— BEGIN Provided records —
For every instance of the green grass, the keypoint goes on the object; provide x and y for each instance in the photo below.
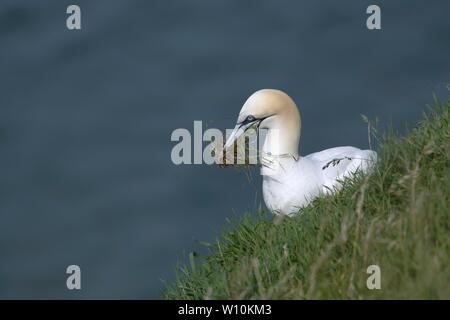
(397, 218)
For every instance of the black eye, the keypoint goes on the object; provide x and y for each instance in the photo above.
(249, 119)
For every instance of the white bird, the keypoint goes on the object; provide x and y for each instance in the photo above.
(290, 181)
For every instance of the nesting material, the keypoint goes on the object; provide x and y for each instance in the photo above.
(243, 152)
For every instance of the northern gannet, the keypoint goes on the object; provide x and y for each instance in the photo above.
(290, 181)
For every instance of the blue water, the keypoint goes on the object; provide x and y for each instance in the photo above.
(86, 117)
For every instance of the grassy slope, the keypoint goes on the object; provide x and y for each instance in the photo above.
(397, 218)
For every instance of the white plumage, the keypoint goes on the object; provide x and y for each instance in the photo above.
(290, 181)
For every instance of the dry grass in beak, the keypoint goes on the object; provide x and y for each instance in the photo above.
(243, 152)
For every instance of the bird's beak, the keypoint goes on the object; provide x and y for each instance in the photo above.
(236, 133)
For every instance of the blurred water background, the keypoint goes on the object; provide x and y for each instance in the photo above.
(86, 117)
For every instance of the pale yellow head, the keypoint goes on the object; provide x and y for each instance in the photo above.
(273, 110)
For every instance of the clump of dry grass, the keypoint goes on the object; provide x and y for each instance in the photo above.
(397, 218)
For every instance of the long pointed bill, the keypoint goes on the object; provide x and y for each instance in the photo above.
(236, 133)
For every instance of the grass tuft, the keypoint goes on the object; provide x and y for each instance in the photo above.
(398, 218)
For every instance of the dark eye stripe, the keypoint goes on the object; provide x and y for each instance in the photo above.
— END Provided records —
_Task directions_
The lines to quote run from the one containing "For every instance of the blue" through the final line of the material above; please give them exactly, both ends included, and nothing else.

_Problem solution_
For every instance of the blue water, the keypoint goes on the object; provide x and y for each instance in the photo above.
(86, 117)
For every instance of the grassy slope, the keypoint goes on the object; provide x and y for each instance in the photo above.
(397, 218)
For every instance of the white plumage, the keypoint goes on the object; provide x and y for each instance in the photo above.
(290, 181)
For every instance of the dry grass in beak, the keypoint goes on the object; provide x and y for each instance in the photo above.
(243, 152)
For every instance of the bird's beak, the keypoint goes on the object; provide x and y for each instance in the photo above.
(236, 133)
For every instance of the blurred water background, the keypoint goes on the object; provide x and y for each instance in the photo above.
(86, 117)
For every instance of the pale yellow head, the keypoint goes on the object; provide x and y for each instance in the photo above.
(273, 110)
For every instance of the clump of dry grass, the keypoint goes on the object; provide x and y for each instance in the photo above.
(397, 218)
For every instance of the long pointed bill, the keypoint goes on the object; provide x and y for each instance in the photo above.
(236, 133)
For every instance of the grass tuft, the keypoint goes on the object; provide x and y for each instance in the photo above.
(398, 218)
For every instance of the dark eye stripe, the keypoint goes on the object; provide x and y for each instance in the photo above.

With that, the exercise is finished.